▸ Objectif
Dans l'extrait sur le rôle des pouvoirs publics dans le développement durable, quelle directive est citée à propos des évaluations qu'une PME aurait du mal à financer ?

Quel rôle les pouvoirs publics devraient-ils jouer pour accélérer la transition en matière de développement durable ?

« Il s’agit d’abord de définir les secteurs que nous ciblons et ce que signifie la circularité dans ces secteurs. Les pouvoirs publics peuvent veiller à ce que les entreprises restent compétitives et se développent, car sans croissance économique, il est très difficile de s’engager sur la voie de la durabilité. Pour pouvoir investir et réinvestir dans le développement durable, il faut que l’entreprise soit en bonne santé. Si vous voulez prendre des mesures ‘vertes’, cela coûte souvent plus cher. J’imagine qu’une entreprise dont l’empreinte carbone est beaucoup plus importante que celle de Barco devra consentir des investissements nettement plus lourds pour atteindre la neutralité carbone. Il faut alors disposer d’une certaine solidité financière. Même pour une PME, il ne me semble pas évident d’investir dans des évaluations pour se conformer à la directive CSRD. Les pouvoirs publics pourraient également se pencher sur les réglementations : celles-ci pourraient être beaucoup plus simples. Et des incitations supplémentaires pourraient stimuler davantage la durabilité. »

▸ Données fournies
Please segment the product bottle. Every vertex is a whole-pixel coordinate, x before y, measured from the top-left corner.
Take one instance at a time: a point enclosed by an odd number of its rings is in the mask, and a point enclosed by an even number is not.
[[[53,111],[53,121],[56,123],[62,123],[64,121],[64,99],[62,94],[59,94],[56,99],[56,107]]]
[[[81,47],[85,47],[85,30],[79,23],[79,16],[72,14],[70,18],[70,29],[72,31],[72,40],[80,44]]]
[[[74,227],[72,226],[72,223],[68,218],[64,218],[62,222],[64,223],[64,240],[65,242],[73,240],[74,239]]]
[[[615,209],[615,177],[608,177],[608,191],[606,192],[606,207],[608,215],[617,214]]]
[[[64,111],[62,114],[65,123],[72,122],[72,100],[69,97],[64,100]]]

▸ Réponse à l'exercice
La directive CSRD.